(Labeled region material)
┌──
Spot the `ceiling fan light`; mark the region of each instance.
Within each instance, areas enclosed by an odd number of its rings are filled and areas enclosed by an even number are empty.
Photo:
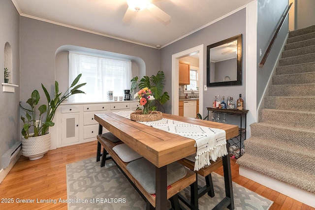
[[[128,6],[135,11],[142,10],[148,7],[150,3],[147,0],[127,0]]]

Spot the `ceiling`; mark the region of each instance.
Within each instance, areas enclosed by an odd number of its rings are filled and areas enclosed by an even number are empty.
[[[253,0],[153,0],[171,16],[148,9],[123,18],[126,0],[11,0],[20,15],[153,48],[170,44],[237,11]]]

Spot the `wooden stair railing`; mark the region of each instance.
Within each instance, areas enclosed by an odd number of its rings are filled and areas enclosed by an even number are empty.
[[[260,61],[260,62],[259,63],[259,67],[262,67],[262,66],[264,66],[264,64],[265,64],[265,62],[266,62],[266,60],[267,60],[267,57],[268,57],[268,56],[269,54],[270,51],[271,50],[271,48],[272,47],[272,46],[274,45],[274,43],[275,43],[275,41],[276,41],[276,38],[277,38],[277,36],[278,36],[278,35],[279,33],[279,31],[280,31],[280,29],[281,29],[281,27],[282,27],[282,26],[284,25],[284,20],[285,20],[285,18],[286,18],[288,14],[289,13],[289,11],[290,11],[290,9],[291,9],[291,6],[292,6],[292,3],[293,2],[291,3],[289,5],[289,7],[288,7],[287,9],[286,10],[286,11],[285,12],[285,14],[284,14],[284,16],[282,19],[281,22],[280,22],[280,24],[279,24],[279,26],[278,26],[278,28],[277,29],[277,30],[276,30],[276,32],[275,32],[275,34],[274,35],[274,36],[272,37],[272,39],[271,39],[271,41],[270,42],[270,43],[269,44],[269,45],[268,46],[268,48],[267,48],[267,50],[266,51],[266,52],[264,55],[264,57],[262,57],[261,61]]]

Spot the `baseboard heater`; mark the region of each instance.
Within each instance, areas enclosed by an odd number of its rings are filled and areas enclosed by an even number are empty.
[[[9,166],[12,160],[16,157],[21,150],[22,150],[21,142],[16,142],[14,145],[11,147],[9,150],[1,157],[1,168],[5,169]]]

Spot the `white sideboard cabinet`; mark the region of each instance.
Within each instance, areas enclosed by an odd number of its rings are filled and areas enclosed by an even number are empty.
[[[94,120],[94,114],[135,110],[139,106],[138,101],[63,103],[56,112],[56,139],[52,138],[52,144],[60,148],[95,141],[98,123]],[[103,128],[103,133],[106,132],[108,130]]]

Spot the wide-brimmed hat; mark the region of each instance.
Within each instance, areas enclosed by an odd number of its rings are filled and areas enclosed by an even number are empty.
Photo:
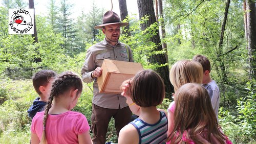
[[[101,29],[103,26],[107,25],[119,23],[120,27],[123,27],[129,25],[128,22],[121,22],[118,15],[112,11],[107,11],[103,16],[102,24],[94,27],[94,29]]]

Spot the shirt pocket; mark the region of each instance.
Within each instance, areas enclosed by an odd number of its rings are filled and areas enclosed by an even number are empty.
[[[122,58],[128,59],[128,55],[127,54],[127,53],[120,53],[120,55]]]
[[[109,53],[99,54],[96,56],[96,59],[97,60],[102,60],[103,59],[109,58],[111,57],[111,55]]]

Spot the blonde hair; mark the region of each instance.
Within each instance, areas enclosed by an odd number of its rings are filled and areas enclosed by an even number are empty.
[[[186,83],[201,84],[203,76],[203,67],[201,64],[189,60],[176,62],[170,71],[170,80],[175,92]]]
[[[225,143],[225,135],[220,131],[214,109],[209,106],[210,97],[204,87],[195,83],[184,84],[178,90],[175,100],[174,129],[167,140],[172,143],[186,143],[188,141],[183,138],[185,133],[186,139],[196,143],[203,143],[199,134],[211,143],[211,135],[220,143]]]
[[[78,92],[77,93],[81,92],[82,90],[82,83],[81,79],[71,71],[67,71],[58,76],[52,84],[51,94],[50,94],[50,97],[46,105],[45,116],[44,117],[42,124],[43,131],[42,138],[40,142],[40,144],[47,143],[46,134],[46,122],[49,115],[49,111],[52,107],[53,99],[54,98],[58,98],[59,95],[68,91],[71,88],[78,89]]]

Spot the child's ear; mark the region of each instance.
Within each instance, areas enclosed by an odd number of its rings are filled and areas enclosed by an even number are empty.
[[[204,75],[208,76],[209,74],[210,74],[210,72],[209,72],[209,70],[205,70],[205,71],[204,71]]]
[[[75,90],[72,90],[71,92],[71,98],[75,98],[76,95],[77,95],[77,92],[78,91],[78,90],[77,89]]]
[[[42,85],[39,87],[39,90],[41,91],[41,92],[43,92],[46,91],[45,87]]]

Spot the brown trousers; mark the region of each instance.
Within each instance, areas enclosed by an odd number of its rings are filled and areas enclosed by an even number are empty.
[[[112,117],[115,119],[117,137],[120,130],[131,122],[132,112],[129,107],[118,109],[108,109],[92,104],[92,107],[91,120],[93,143],[105,143],[109,123]]]

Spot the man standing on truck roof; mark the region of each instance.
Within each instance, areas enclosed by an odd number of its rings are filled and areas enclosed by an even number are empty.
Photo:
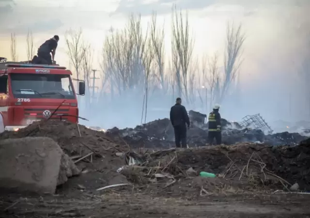
[[[174,129],[175,147],[181,147],[182,143],[182,147],[186,148],[187,145],[186,125],[187,125],[187,128],[189,128],[189,118],[186,109],[181,103],[181,98],[177,98],[175,105],[171,107],[170,121]]]
[[[43,43],[38,49],[38,56],[34,56],[32,63],[53,64],[55,62],[55,54],[58,45],[59,36],[57,35]],[[51,56],[50,53],[52,53]]]

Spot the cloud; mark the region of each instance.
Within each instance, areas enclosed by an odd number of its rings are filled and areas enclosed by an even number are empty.
[[[2,29],[3,32],[15,32],[16,35],[27,33],[31,30],[33,33],[38,32],[50,33],[57,31],[63,23],[59,19],[46,20],[38,20],[33,23],[18,23],[11,27]]]
[[[171,13],[173,3],[175,3],[178,8],[183,9],[202,9],[217,1],[216,0],[132,0],[130,1],[121,0],[116,10],[111,14],[137,13],[140,14],[141,16],[148,16],[151,15],[154,10],[157,14],[160,15]]]

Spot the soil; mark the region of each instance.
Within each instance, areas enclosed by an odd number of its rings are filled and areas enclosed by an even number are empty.
[[[309,140],[294,146],[243,143],[134,153],[110,135],[79,128],[80,136],[76,125],[49,121],[0,135],[47,136],[70,156],[81,149],[82,156],[95,153],[77,163],[81,175],[55,195],[1,190],[0,217],[310,218]],[[128,166],[130,156],[139,165]],[[191,167],[196,172],[189,175]],[[202,178],[202,171],[217,177]],[[295,183],[302,194],[289,193]],[[119,184],[128,185],[96,190]]]

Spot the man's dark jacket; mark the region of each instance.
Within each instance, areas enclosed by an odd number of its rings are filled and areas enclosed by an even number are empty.
[[[50,53],[57,47],[57,42],[53,39],[49,39],[43,43],[38,49],[38,53]]]
[[[176,104],[171,107],[170,110],[170,121],[173,127],[187,124],[189,126],[189,118],[184,106]]]

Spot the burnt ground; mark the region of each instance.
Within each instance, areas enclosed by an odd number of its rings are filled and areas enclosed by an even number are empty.
[[[128,166],[130,145],[79,129],[80,136],[75,125],[40,123],[0,135],[0,139],[47,136],[70,156],[91,150],[95,155],[78,162],[81,175],[54,195],[1,191],[0,217],[310,218],[309,140],[296,146],[248,143],[136,151],[141,162]],[[190,167],[196,172],[190,175]],[[201,171],[217,177],[202,178]],[[284,193],[295,183],[303,193]],[[124,183],[129,185],[96,190]]]
[[[1,198],[0,217],[7,218],[310,217],[307,194],[227,194],[194,200],[117,189]]]

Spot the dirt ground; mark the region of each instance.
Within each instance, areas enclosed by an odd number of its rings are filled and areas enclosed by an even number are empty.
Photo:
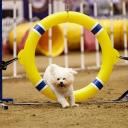
[[[10,58],[7,56],[4,59]],[[79,66],[79,55],[69,57],[70,66]],[[77,61],[76,61],[77,60]],[[95,54],[87,54],[86,64],[95,64]],[[45,63],[44,63],[45,62]],[[48,64],[47,58],[36,57],[40,71]],[[63,56],[54,59],[54,63],[63,65]],[[104,88],[79,107],[62,109],[60,105],[38,92],[26,78],[4,79],[3,95],[13,98],[14,102],[39,102],[38,105],[9,104],[8,110],[0,108],[0,128],[128,128],[128,102],[104,103],[117,99],[128,90],[128,65],[119,61]],[[24,70],[18,65],[18,74]],[[12,74],[12,66],[3,72],[4,76]],[[78,71],[74,82],[75,89],[82,88],[95,79],[97,69]]]

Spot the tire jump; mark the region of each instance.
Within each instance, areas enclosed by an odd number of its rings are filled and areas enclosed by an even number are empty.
└──
What the exercise asks.
Rewrite the material from its start through the line containing "[[[128,6],[135,11],[142,10],[148,7],[150,3],[147,0],[127,0]]]", inclusive, keeping the request text as is but scaling every polygon coordinate in the answers by 0.9 and rounding to whole numbers, with halves rounded up. Omit the pictures from your output.

Answer to the task.
Spot the `ceiling fan light`; mark the region of each instance.
Within each instance, areas enclosed by an odd number of its rings are filled and areas enclosed by an even number are empty.
Photo:
[[[115,5],[122,10],[128,9],[133,6],[135,3],[132,0],[114,0]]]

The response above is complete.